::: Records for this task :::

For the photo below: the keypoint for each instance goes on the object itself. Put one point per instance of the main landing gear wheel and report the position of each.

:::
::: Records for this task :::

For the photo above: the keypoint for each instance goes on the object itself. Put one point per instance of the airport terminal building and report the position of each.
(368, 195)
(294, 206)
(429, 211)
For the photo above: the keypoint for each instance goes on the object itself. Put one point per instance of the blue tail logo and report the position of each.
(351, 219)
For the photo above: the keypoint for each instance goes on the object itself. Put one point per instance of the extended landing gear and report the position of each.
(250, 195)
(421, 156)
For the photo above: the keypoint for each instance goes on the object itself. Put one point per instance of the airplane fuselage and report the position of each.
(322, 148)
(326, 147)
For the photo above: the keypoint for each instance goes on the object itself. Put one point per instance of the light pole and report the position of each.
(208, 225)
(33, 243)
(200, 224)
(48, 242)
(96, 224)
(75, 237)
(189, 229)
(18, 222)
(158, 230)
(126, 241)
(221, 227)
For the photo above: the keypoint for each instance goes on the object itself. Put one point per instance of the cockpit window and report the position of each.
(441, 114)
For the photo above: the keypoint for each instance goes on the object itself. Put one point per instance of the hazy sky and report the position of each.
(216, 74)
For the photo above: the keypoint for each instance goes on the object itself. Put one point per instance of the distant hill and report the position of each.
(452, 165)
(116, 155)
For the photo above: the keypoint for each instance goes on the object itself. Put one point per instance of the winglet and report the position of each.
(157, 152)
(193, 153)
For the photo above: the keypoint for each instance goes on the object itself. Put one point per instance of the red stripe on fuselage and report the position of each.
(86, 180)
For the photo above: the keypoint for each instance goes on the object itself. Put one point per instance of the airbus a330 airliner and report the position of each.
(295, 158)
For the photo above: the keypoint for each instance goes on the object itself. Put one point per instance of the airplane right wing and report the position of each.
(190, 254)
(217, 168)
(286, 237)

:::
::: Records for this task :::

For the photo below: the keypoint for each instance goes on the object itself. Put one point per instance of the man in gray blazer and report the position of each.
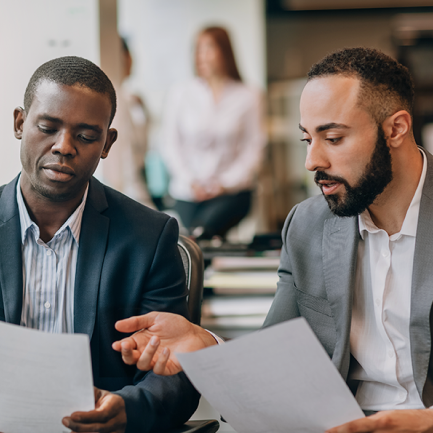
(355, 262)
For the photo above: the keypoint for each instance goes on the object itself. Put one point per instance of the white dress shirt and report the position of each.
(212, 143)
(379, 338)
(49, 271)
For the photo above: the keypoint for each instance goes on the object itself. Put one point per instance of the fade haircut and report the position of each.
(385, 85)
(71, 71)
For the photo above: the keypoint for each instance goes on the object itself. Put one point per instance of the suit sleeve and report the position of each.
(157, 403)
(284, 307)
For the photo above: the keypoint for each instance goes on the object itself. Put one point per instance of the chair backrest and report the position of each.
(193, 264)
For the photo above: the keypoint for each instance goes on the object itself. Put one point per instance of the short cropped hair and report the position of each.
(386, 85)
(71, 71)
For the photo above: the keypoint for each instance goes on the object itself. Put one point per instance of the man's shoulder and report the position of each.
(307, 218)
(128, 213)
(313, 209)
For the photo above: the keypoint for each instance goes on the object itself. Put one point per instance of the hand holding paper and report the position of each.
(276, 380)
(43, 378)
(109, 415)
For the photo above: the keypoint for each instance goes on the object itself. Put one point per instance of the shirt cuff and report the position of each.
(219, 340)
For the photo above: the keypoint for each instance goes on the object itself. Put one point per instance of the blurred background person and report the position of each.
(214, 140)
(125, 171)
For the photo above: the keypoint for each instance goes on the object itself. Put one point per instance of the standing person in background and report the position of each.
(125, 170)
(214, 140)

:::

### Brief
Which lines in the data above contain the word "airplane"? List each of them in full.

### Reply
For the photo above: the keypoint for each instance goes on the object itself. Put one point per instance of the airplane fuselage and report the position of each.
For the photo above: the keypoint for each instance goes on the object itself. Put one point per instance of the airplane right wing and report the position of each.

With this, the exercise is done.